Selected excerpt Block Start

Beyond the Product: The Importance of Packaging Design

As we come out of the busiest season for every postal worker and mailman, we are reminded of how little thought often goes into the shipping and packaging of all the gifts and products being transported. It can be hard enough for the manufacturer to ship your online order to meet the gift’s deadline for arrival, so considering how the packaging affects the final result might be an unaffordable luxury. A set of fine china placed into a cardboard box with no bubble wrap might result in a pile of fine chips when thrown onto a delivery vehicle. Your family’s secret fruitcake recipe might arrive as a fruit-pancake after having your neighbor’s new weight set stacked on top of it at the warehouse while awaiting delivery.

When we take the same look at the medical device field, many of the same concerns apply. Your newly developed medical device, sure to make a big market splash as the ideal blend of form and function, is only as good as the condition it arrives in to the end user. Additional design work is required to ensure that the form isn’t crushed and the function isn’t lost from poor transport conditions. Just like the piece of delicate china, care must be taken to ensure compressive forces, drops, constant vibrations, temperature fluctuations, and pressurized chambers don’t tamper with your perfect design in transit.

Selected excerpt Block End
Supplied material Block Start

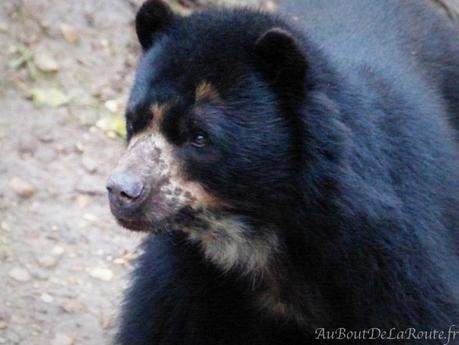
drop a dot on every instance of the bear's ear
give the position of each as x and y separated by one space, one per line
280 59
153 17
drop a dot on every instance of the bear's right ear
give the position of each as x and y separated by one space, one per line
153 17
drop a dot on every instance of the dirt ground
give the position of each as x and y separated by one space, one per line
65 71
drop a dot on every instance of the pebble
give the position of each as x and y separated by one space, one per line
103 274
61 339
69 33
89 164
58 250
46 154
45 62
47 261
47 298
19 274
22 187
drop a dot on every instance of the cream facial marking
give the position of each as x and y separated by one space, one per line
205 91
157 111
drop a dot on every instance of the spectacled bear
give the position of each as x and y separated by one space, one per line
298 178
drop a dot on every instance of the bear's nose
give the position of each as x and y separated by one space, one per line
124 189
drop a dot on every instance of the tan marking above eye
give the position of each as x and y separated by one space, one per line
205 91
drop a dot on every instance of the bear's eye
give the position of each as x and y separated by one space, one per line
199 139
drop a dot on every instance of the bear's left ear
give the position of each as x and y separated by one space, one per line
281 60
153 17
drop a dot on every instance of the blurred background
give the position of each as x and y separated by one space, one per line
65 71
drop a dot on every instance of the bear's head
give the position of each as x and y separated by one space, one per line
211 128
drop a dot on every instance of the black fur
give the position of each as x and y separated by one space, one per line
333 132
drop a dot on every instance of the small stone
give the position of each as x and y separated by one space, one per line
61 339
47 298
103 274
19 274
89 164
22 187
69 33
45 62
47 261
114 106
46 154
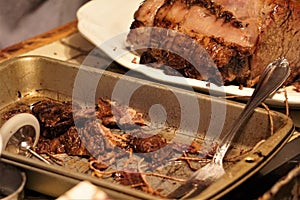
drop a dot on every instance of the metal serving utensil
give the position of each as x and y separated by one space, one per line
270 80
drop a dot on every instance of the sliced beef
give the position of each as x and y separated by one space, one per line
228 41
55 117
113 114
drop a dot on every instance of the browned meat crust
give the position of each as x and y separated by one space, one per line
241 37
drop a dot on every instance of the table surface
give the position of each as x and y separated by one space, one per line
67 44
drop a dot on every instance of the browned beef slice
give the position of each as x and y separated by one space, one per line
55 117
241 37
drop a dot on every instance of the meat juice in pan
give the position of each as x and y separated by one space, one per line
111 151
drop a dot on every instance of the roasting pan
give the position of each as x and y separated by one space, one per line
40 77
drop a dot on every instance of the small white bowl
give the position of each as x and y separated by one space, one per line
14 124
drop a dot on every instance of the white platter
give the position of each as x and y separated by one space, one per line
106 23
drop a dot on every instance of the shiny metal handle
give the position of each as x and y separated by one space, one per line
270 80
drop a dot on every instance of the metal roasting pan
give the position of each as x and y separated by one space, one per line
39 77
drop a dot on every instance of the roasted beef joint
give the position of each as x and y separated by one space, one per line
221 41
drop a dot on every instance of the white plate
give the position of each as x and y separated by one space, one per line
106 23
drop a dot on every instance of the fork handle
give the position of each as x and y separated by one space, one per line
270 80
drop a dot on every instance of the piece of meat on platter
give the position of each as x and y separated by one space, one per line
239 38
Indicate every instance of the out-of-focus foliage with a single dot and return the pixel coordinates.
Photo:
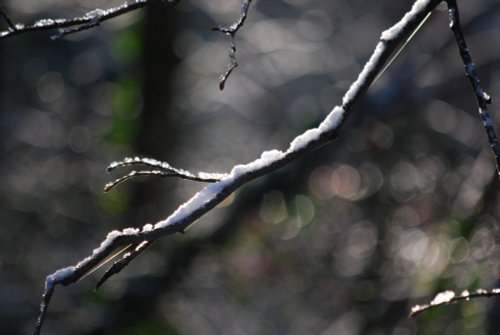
(401, 206)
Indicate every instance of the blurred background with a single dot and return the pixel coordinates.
(344, 241)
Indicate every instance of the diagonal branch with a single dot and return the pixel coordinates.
(213, 194)
(482, 98)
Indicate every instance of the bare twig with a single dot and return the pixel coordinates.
(124, 261)
(67, 26)
(213, 194)
(231, 32)
(482, 98)
(449, 297)
(161, 169)
(7, 19)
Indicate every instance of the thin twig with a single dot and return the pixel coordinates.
(124, 261)
(7, 19)
(482, 98)
(162, 169)
(449, 297)
(68, 26)
(231, 32)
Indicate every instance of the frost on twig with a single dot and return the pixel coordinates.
(214, 193)
(449, 297)
(68, 26)
(162, 169)
(482, 98)
(231, 32)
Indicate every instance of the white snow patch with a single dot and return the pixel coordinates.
(200, 200)
(130, 231)
(443, 297)
(208, 175)
(331, 122)
(391, 33)
(266, 158)
(43, 22)
(95, 15)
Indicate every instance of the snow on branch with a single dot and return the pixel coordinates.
(449, 297)
(214, 193)
(94, 17)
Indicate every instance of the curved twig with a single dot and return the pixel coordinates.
(213, 194)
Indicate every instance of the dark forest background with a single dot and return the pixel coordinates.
(402, 206)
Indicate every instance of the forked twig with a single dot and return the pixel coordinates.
(231, 32)
(162, 169)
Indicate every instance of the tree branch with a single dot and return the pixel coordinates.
(482, 98)
(231, 32)
(449, 297)
(213, 194)
(162, 169)
(68, 26)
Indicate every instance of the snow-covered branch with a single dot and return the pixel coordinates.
(213, 194)
(231, 32)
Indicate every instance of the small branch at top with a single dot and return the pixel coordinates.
(231, 32)
(68, 26)
(482, 98)
(162, 169)
(449, 297)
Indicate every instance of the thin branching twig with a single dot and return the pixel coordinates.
(231, 32)
(161, 169)
(449, 297)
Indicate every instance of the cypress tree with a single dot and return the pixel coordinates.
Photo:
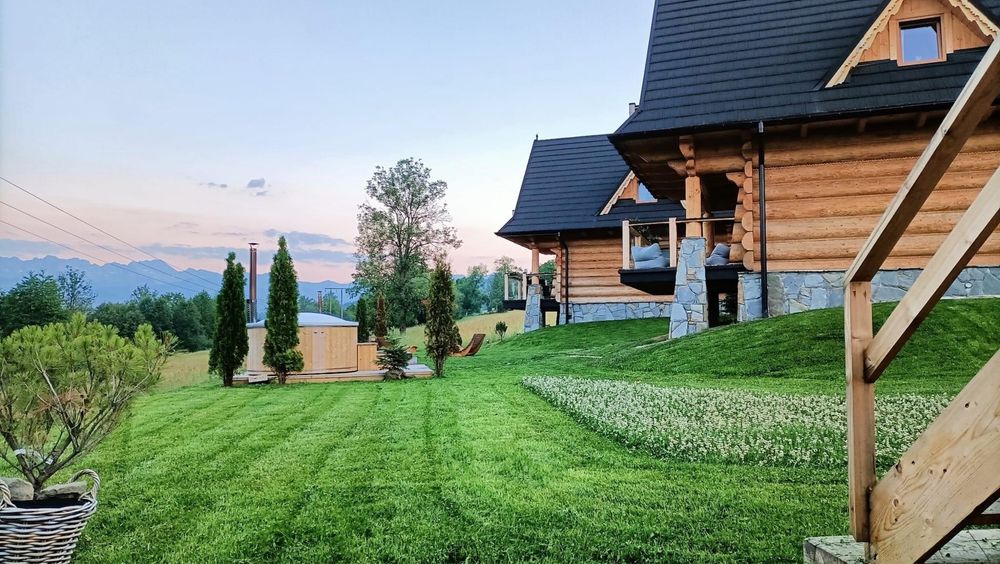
(381, 325)
(361, 313)
(229, 346)
(441, 331)
(280, 346)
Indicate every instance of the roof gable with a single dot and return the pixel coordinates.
(567, 184)
(715, 64)
(962, 19)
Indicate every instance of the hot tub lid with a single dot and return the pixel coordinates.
(313, 320)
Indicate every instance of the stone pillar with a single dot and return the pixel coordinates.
(689, 312)
(749, 298)
(534, 319)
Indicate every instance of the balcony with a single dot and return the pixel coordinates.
(660, 281)
(515, 290)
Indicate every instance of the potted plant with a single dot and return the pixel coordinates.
(63, 388)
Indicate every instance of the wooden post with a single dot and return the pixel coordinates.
(973, 104)
(673, 242)
(534, 265)
(692, 187)
(860, 407)
(949, 474)
(692, 195)
(626, 245)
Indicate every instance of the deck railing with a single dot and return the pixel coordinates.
(515, 286)
(950, 474)
(632, 234)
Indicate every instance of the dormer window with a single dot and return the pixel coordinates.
(920, 41)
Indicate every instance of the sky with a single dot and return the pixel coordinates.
(189, 128)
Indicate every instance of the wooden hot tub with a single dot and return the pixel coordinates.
(328, 345)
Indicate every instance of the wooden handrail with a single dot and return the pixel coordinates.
(682, 221)
(877, 507)
(972, 105)
(970, 233)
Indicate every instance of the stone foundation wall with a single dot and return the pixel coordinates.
(689, 312)
(792, 292)
(615, 311)
(533, 317)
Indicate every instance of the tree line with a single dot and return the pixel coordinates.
(41, 299)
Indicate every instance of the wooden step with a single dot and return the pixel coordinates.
(989, 517)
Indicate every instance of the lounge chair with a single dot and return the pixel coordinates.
(473, 347)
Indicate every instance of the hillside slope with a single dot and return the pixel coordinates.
(793, 352)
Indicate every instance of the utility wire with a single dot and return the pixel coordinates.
(108, 249)
(115, 264)
(85, 222)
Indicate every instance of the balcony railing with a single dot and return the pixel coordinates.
(515, 286)
(667, 233)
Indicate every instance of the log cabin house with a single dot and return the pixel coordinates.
(780, 130)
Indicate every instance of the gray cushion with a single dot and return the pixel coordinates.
(645, 253)
(719, 256)
(658, 262)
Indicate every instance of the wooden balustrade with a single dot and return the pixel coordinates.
(632, 236)
(949, 475)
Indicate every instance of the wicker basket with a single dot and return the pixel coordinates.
(46, 534)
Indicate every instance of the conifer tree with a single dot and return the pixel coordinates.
(441, 332)
(230, 345)
(381, 324)
(361, 313)
(280, 346)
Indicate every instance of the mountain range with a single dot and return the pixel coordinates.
(115, 282)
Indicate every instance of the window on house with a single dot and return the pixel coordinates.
(645, 196)
(920, 41)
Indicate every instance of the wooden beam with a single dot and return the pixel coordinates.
(626, 245)
(673, 241)
(534, 265)
(970, 234)
(972, 105)
(621, 188)
(860, 406)
(947, 476)
(989, 517)
(692, 194)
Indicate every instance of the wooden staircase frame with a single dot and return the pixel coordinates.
(951, 475)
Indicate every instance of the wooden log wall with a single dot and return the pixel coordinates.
(593, 274)
(827, 190)
(742, 242)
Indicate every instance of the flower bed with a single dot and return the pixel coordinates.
(727, 426)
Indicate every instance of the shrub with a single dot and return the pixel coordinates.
(441, 332)
(361, 313)
(500, 329)
(281, 352)
(393, 358)
(230, 345)
(65, 386)
(381, 323)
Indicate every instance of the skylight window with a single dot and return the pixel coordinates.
(920, 41)
(645, 196)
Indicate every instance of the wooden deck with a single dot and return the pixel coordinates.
(412, 371)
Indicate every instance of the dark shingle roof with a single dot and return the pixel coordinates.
(715, 63)
(567, 184)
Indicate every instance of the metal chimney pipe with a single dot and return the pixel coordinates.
(253, 282)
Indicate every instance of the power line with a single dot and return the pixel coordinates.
(108, 249)
(85, 222)
(115, 264)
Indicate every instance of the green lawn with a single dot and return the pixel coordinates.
(476, 466)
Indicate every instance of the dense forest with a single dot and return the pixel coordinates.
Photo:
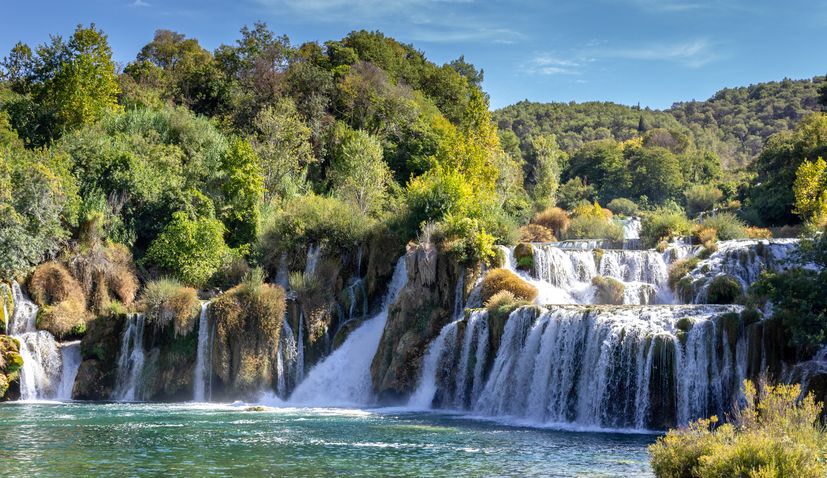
(734, 124)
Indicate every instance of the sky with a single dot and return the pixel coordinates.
(647, 52)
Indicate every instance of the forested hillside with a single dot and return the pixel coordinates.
(735, 123)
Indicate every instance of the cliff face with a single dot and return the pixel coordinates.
(423, 307)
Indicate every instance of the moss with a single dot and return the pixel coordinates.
(524, 253)
(503, 279)
(609, 291)
(724, 289)
(680, 269)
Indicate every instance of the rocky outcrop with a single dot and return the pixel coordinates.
(423, 307)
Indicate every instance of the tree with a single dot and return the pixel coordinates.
(810, 190)
(359, 175)
(189, 248)
(79, 82)
(243, 188)
(548, 161)
(282, 143)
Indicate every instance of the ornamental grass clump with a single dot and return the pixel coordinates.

Supplied material Block End

# Tasks and exercises
a: In the packaging design article, what might a set of fine china become if it is placed in a cardboard box with no bubble wrap?
b: Switch "bubble wrap" to "packing foam" and rewrite the packaging design article between "As we come out" and "while awaiting delivery.", inclusive.
Nothing in the records is needed here.

# Answers for each item
a: It might become a pile of fine chips when thrown onto a delivery vehicle.

b:
As we come out of the busiest season for every postal worker and mailman, we are reminded of how little thought often goes into the shipping and packaging of all the gifts and products being transported. It can be hard enough for the manufacturer to ship your online order to meet the gift’s deadline for arrival, so considering how the packaging affects the final result might be an unaffordable luxury. A set of fine china placed into a cardboard box with no packing foam might result in a pile of fine chips when thrown onto a delivery vehicle. Your family’s secret fruitcake recipe might arrive as a fruit-pancake after having your neighbor’s new weight set stacked on top of it at the warehouse while awaiting delivery.